# Activity
Omit the images. Restate all of the records word for word.

Stored items
::::
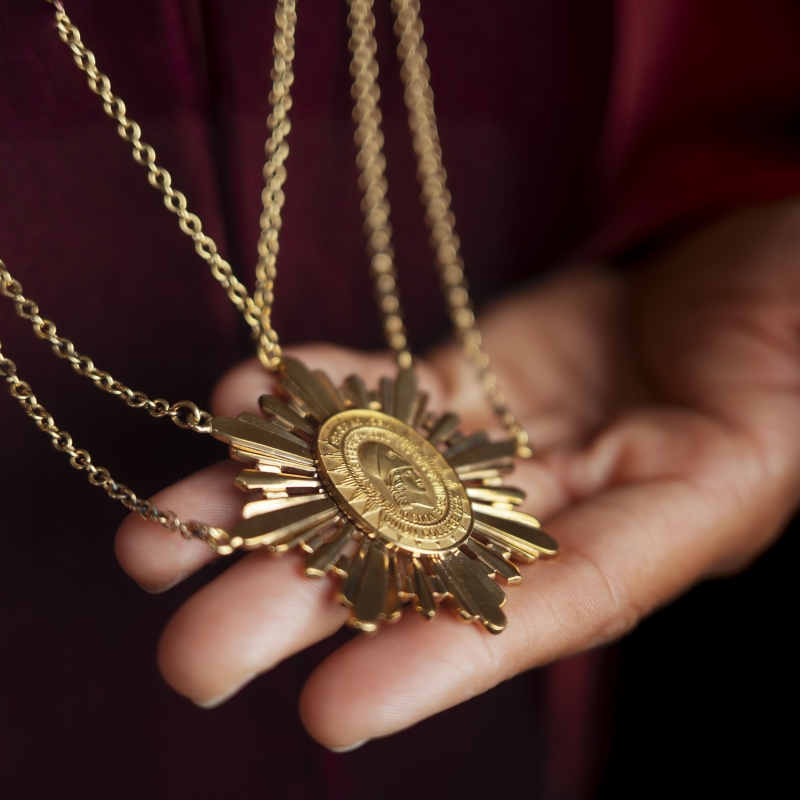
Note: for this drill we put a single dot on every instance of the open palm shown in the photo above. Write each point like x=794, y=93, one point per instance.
x=665, y=408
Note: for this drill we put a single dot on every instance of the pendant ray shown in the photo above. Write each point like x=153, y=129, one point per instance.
x=330, y=388
x=397, y=571
x=481, y=574
x=531, y=541
x=393, y=609
x=487, y=495
x=470, y=595
x=299, y=539
x=420, y=408
x=250, y=438
x=423, y=594
x=405, y=395
x=342, y=566
x=273, y=407
x=501, y=550
x=349, y=589
x=357, y=391
x=406, y=586
x=269, y=528
x=258, y=508
x=484, y=456
x=458, y=599
x=497, y=565
x=249, y=479
x=445, y=425
x=370, y=601
x=319, y=563
x=493, y=476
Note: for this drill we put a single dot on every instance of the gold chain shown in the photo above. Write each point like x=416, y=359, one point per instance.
x=157, y=176
x=79, y=459
x=257, y=310
x=432, y=178
x=184, y=413
x=277, y=151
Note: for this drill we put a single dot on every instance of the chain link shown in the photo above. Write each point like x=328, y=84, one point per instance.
x=158, y=177
x=272, y=196
x=80, y=459
x=257, y=310
x=372, y=180
x=432, y=177
x=184, y=413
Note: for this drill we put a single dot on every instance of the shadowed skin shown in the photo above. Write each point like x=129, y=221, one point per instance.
x=665, y=406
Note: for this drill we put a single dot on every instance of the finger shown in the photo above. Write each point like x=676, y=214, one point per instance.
x=157, y=560
x=571, y=329
x=643, y=533
x=241, y=387
x=252, y=617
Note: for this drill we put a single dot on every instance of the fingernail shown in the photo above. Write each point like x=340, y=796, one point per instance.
x=164, y=587
x=348, y=748
x=222, y=698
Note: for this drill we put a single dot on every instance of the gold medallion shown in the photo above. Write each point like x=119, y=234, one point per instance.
x=390, y=497
x=393, y=483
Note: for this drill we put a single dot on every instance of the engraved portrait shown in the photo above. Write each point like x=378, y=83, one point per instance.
x=396, y=477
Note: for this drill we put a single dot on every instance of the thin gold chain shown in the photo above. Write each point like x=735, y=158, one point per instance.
x=80, y=459
x=256, y=311
x=277, y=151
x=184, y=413
x=432, y=178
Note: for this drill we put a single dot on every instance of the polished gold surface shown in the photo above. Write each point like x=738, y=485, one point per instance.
x=398, y=397
x=380, y=504
x=392, y=483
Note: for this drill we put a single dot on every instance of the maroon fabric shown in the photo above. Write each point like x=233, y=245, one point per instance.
x=520, y=100
x=535, y=172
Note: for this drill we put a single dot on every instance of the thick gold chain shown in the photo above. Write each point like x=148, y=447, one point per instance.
x=432, y=178
x=257, y=310
x=277, y=151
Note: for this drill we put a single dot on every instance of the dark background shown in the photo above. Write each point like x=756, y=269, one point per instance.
x=705, y=698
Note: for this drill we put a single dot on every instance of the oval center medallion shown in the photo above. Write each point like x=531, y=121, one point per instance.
x=392, y=482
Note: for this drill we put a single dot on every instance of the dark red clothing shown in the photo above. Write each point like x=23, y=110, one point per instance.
x=549, y=149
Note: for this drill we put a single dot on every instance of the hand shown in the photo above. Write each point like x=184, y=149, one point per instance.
x=665, y=407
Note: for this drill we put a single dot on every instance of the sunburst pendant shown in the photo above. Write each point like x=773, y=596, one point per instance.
x=391, y=498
::::
# Result below
Note: for this drill we put a single dot on every instance of the open palm shown in the photo above. Write each point like x=794, y=93, one point per instance.
x=665, y=408
Note: for this drill we put a single dot on every instance of the pendant ray shown in the photo above. Write each point like x=153, y=129, one point per instance.
x=330, y=388
x=397, y=571
x=481, y=574
x=531, y=541
x=393, y=609
x=487, y=495
x=470, y=595
x=299, y=539
x=420, y=408
x=250, y=438
x=423, y=594
x=405, y=395
x=342, y=566
x=273, y=407
x=501, y=550
x=349, y=589
x=357, y=391
x=406, y=586
x=269, y=528
x=258, y=508
x=484, y=456
x=458, y=599
x=497, y=565
x=249, y=479
x=445, y=425
x=370, y=601
x=319, y=563
x=493, y=476
Note: for this drill we put a single dot on every instance of the gold chain shown in the photo above. Write each point like x=416, y=359, one point per instance.
x=157, y=176
x=79, y=459
x=257, y=310
x=432, y=178
x=184, y=413
x=277, y=151
Note: for this drill we put a single dot on every instance of the chain link shown in the photo above. Write each point like x=328, y=84, one point per instance.
x=158, y=177
x=272, y=196
x=80, y=459
x=257, y=310
x=372, y=180
x=432, y=177
x=184, y=413
Note: for this drill we put a single dot on every instance of the shadowed skin shown in the photo above. Write each point like x=129, y=221, one point per instance.
x=665, y=406
Note: for this drill we put a single dot on every instance of the finger shown in the photo above. Write each point like x=676, y=214, one point per instance.
x=157, y=560
x=571, y=329
x=643, y=533
x=241, y=387
x=252, y=617
Note: for this drill we put a single dot on every instance of the fingernail shown in the photo above. Write each point like x=340, y=796, one point per instance.
x=164, y=587
x=348, y=748
x=222, y=698
Note: for this drill we put a single dot on every instance of the gold medallion shown in the photo above. Write each point like x=119, y=234, one point per instance.
x=390, y=497
x=393, y=483
Note: for this drill we put a single dot on every instance of the engraved portrait shown in the photo above. Write each point like x=378, y=83, one point per instance.
x=396, y=477
Note: for this drill we put a single dot on every instance of the thin gold chain shown in the photo above. Write each point like x=735, y=158, one point per instance.
x=80, y=459
x=256, y=311
x=277, y=151
x=184, y=413
x=432, y=178
Note: for this drill we put a single dot on every instance of the polished gold surface shown in the photo above. Write each point like x=738, y=485, one point per instance.
x=398, y=397
x=380, y=504
x=392, y=483
Note: for this drill we put a single dot on every instance of the maroon fabric shown in the photo above. Write each point like x=233, y=245, one point per instance.
x=520, y=100
x=535, y=172
Note: for this drill we put a single dot on every instance of the thick gold chain shown in the photo above. Write each point like x=148, y=447, one point per instance.
x=432, y=178
x=257, y=310
x=277, y=151
Note: for this drill we put a single dot on every instance of the dark background shown in the photo above. Write each point like x=756, y=269, one point per instance.
x=705, y=698
Note: for this drill we put a single dot on every instance of the oval center medallion shown in the photo above. Write each point like x=531, y=121, one point per instance.
x=392, y=482
Note: for this drill we put a single dot on every instance of the dark red clothing shown in the photo above. Write each point like x=23, y=110, one point per instance.
x=549, y=149
Note: for this drill we put a single dot on every instance of the hand shown in the photo above. Write each point like x=184, y=149, one point per instance.
x=665, y=407
Note: for this drill we put a single dot on every instance of the sunburst pendant shown in the photo above. Write each point like x=773, y=596, one point per instance.
x=391, y=498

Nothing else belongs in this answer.